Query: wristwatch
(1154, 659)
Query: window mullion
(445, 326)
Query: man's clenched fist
• • • • •
_TASK REQUIREMENTS:_
Copy the records above line for line, with no changes.

_SOLUTION:_
Query: wristwatch
(1154, 659)
Query: window mullion
(445, 326)
Query: man's clenched fist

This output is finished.